Voci tratte da una raccolta:
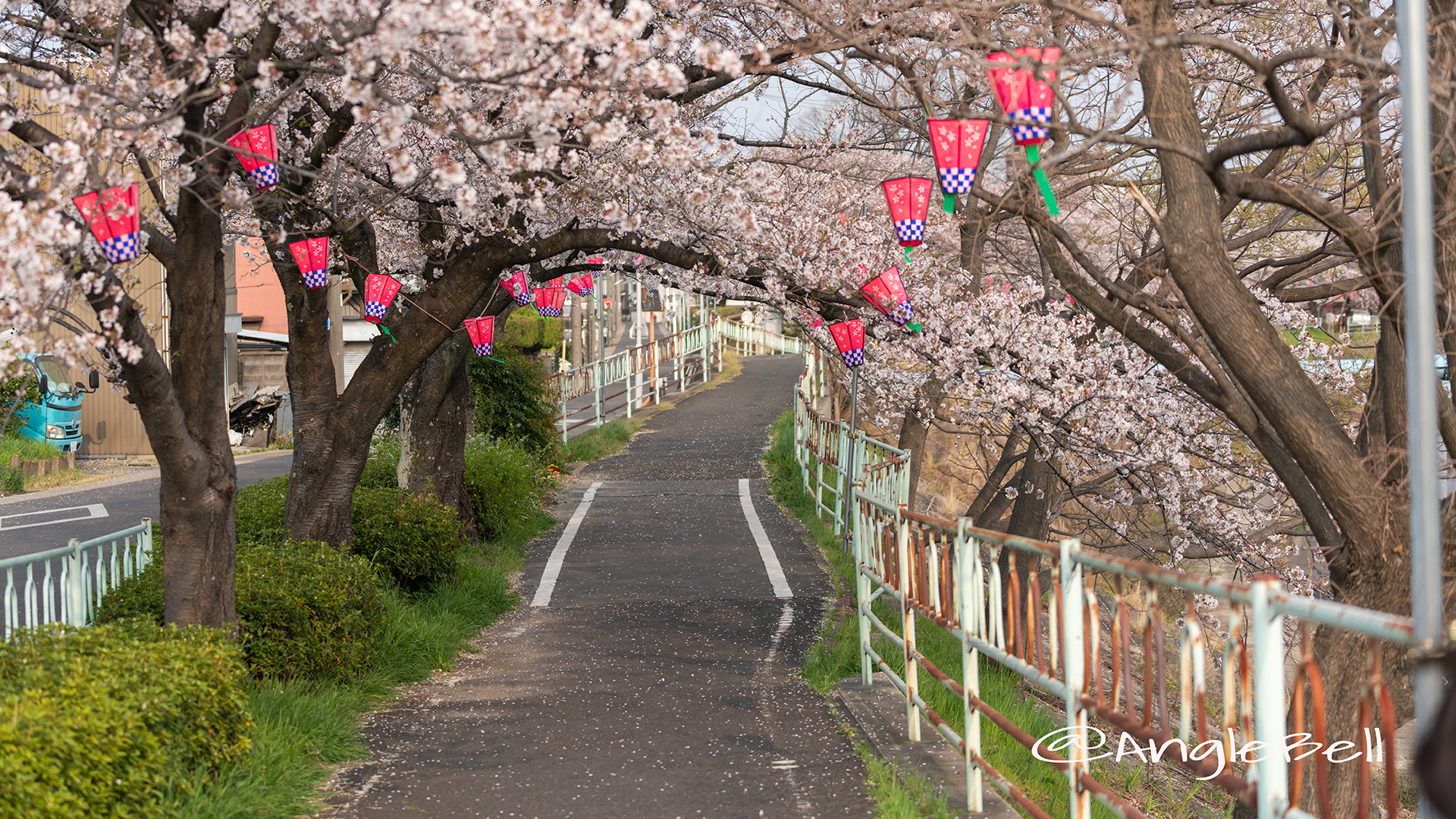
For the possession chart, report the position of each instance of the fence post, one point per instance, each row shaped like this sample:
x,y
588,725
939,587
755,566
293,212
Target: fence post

◆ **DA SVOLGERE**:
Ricopia esattamente le righe di tutte le voci qui sopra, omettendo le immagini.

◆ **SOLUZIONE**:
For the possession chart, report the position of each instance of the fence post, one point per instance, each row shaped like this sample:
x,y
588,725
939,587
755,566
293,212
Target: fence post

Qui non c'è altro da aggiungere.